* [Task instructions]: Format every line of the material below as a JSON list of strings, one string per line, leaving out blank lines.

[Point annotation data]
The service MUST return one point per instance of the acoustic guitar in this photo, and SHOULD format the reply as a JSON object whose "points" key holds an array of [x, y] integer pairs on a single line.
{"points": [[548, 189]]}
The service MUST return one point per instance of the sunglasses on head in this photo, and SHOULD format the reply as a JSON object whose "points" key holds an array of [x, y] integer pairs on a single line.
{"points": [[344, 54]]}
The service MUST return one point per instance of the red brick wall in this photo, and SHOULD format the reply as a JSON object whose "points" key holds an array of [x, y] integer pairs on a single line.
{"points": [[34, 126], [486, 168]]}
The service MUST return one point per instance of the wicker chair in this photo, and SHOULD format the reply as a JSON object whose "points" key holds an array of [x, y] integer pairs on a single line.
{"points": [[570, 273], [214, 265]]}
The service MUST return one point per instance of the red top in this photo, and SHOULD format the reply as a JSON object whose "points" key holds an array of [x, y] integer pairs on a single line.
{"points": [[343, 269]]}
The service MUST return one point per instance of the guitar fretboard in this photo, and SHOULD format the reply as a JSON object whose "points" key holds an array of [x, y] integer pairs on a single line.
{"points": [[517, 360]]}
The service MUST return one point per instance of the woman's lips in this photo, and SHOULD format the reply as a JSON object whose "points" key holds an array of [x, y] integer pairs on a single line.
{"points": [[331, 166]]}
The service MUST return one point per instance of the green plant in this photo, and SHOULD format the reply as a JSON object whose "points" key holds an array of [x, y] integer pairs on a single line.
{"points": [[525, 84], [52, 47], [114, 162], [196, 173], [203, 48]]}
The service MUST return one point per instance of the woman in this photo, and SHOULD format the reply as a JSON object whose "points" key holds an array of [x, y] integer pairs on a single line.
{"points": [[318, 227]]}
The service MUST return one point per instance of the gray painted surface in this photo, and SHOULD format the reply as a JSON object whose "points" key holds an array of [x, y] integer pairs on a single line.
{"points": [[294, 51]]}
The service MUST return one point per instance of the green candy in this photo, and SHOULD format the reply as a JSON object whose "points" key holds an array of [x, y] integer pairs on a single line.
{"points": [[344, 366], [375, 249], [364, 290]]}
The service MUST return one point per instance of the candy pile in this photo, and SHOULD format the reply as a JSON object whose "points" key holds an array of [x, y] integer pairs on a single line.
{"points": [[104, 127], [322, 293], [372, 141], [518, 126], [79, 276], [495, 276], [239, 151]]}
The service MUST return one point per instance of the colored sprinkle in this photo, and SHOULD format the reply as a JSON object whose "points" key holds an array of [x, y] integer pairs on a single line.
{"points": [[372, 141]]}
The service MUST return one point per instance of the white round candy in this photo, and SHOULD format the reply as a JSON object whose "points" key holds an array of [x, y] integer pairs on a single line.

* [Task answer]:
[
  "The service MUST return one point per instance of the acoustic guitar in this photo, and SHOULD format the reply as a JSON object whose \"points\" key holds an array of [x, y] integer pairs on a single line.",
  "{\"points\": [[548, 189]]}",
  "The service MUST return one point per instance of the sunglasses on head in this photo, and SHOULD format the reply as a JSON object whose \"points\" key holds an array of [x, y] integer pairs on a single line.",
  "{\"points\": [[344, 54]]}",
  "The service MUST return one point per instance of the red brick wall in this photo, and SHOULD format the reply as a JSON object whose \"points\" key holds an array of [x, y] integer pairs on a single line.",
  "{\"points\": [[34, 126], [486, 168]]}",
  "The service MUST return one point per instance of the wicker chair in this photo, and SHOULD format the reply as a JSON object whose \"points\" key holds an array of [x, y] integer pairs on a single line.",
  "{\"points\": [[570, 273], [214, 265]]}",
  "The service MUST return one point per instance of the red top in this photo, and SHOULD format the reply as a JSON object whose \"points\" key holds an array of [x, y] integer pairs on a single line.",
  "{\"points\": [[343, 269]]}",
  "The service MUST return one point per instance of the guitar fretboard in this photo, and SHOULD format the reply as a JSON object whose \"points\" key holds an array of [x, y] integer pairs on a single line.",
  "{\"points\": [[517, 360]]}",
  "The service MUST return one point per instance of the woman's lips in this photo, and SHOULD format the reply as a JSON object whose \"points\" key holds an array of [x, y] integer pairs on a single line.",
  "{\"points\": [[331, 166]]}",
  "The service MUST return one point per instance of the green plant in this photo, and SHOULD format the reply as a JSON object whose \"points\" key holds an array of [x, y] integer pairs on a single line.",
  "{\"points\": [[525, 84], [52, 47], [114, 162], [196, 173], [203, 48]]}",
  "The service MUST return one point per instance of the woman in this photo, and SHOULD format the reply as a JSON object whose \"points\" key holds an array of [x, y] integer pairs on a single line.",
  "{\"points\": [[318, 227]]}",
  "The service MUST return one point per instance of the gray painted surface in this photo, and SHOULD format the reply as a JSON object whose \"points\" key holds an array of [x, y] integer pairs on a single line.",
  "{\"points\": [[294, 51]]}",
  "The service MUST return one point per instance of the green candy in this photo, and SHOULD format the reply as a JSON object whose \"points\" key holds an array of [x, y] integer pairs on a single line.",
  "{\"points\": [[344, 366], [375, 249], [364, 290]]}",
  "The service MUST return one point per instance of the candy pile in this photo, and SHOULD format the reply as a JSON object whose \"points\" key holds an array of [x, y] integer pairs on a single line.",
  "{\"points\": [[104, 127], [322, 293], [372, 141], [518, 126], [79, 276], [495, 276], [239, 151]]}",
  "The service MUST return one point per instance of the colored sprinkle in this photo, and SHOULD format the reply as a JSON object whose \"points\" key holds an array of [x, y] integer pairs on a single line.",
  "{\"points\": [[372, 141]]}",
  "The service MUST return one point per instance of the white round candy in this photo, and SHOULD format the reply as a JSON object whose \"points\" key holds an array of [x, y] integer pairs on a single line."
]